_Dataset records_.
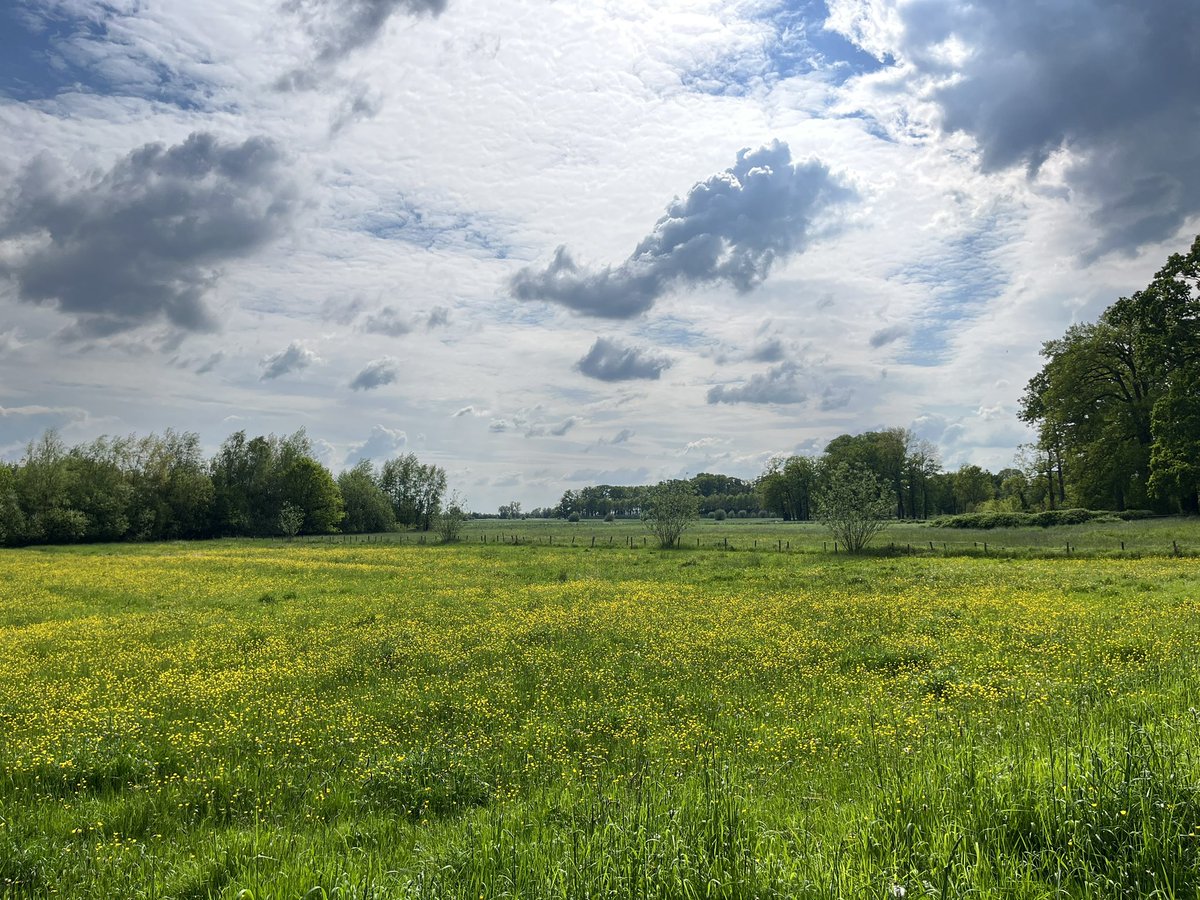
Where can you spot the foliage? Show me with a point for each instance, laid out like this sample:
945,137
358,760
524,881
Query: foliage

_What needs to be done_. Exclude the pictures, and transcribe all of the material exactly.

_Task response_.
Where can you spot the foliage? Show me with a point for each instance, laid out like this sample:
945,137
358,760
524,881
Query: foliage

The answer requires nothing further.